◆ **Your instructions**
Work out the count of lines in the listing below that include "branch". Give that count alone.

◆ **Information**

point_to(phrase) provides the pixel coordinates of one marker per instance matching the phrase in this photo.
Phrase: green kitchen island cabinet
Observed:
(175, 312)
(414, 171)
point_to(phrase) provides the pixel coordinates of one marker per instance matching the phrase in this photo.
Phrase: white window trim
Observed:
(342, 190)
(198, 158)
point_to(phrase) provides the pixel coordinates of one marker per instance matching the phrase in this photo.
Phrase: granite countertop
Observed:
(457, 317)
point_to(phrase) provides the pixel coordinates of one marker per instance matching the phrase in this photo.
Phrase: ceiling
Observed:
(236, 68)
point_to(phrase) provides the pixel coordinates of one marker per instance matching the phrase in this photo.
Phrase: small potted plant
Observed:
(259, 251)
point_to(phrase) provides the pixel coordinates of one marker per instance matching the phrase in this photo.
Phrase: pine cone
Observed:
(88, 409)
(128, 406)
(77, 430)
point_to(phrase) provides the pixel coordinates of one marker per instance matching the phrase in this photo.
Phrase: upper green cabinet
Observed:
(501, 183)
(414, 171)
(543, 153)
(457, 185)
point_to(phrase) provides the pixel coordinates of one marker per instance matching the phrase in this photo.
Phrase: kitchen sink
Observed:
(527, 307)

---

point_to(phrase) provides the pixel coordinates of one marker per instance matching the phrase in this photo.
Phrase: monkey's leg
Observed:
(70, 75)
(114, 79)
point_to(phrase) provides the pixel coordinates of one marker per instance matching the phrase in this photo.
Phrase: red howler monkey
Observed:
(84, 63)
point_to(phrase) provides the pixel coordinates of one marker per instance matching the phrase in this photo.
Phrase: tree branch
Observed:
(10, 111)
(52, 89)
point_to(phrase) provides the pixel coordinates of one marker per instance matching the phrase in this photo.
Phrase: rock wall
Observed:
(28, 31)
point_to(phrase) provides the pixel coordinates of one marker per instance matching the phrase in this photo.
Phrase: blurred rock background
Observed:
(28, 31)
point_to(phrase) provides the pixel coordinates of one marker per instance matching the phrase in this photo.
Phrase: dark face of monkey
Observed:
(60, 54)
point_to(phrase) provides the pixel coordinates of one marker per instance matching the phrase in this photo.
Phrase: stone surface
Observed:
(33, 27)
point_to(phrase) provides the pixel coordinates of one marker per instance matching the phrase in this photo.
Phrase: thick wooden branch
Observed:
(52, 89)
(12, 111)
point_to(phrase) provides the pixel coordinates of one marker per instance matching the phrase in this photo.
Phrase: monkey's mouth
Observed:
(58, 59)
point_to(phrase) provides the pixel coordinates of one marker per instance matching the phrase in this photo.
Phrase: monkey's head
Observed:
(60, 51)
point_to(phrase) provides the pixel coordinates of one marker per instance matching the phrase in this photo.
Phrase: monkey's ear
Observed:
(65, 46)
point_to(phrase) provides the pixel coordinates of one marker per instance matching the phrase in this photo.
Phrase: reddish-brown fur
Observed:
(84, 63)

◆ **Task response**
2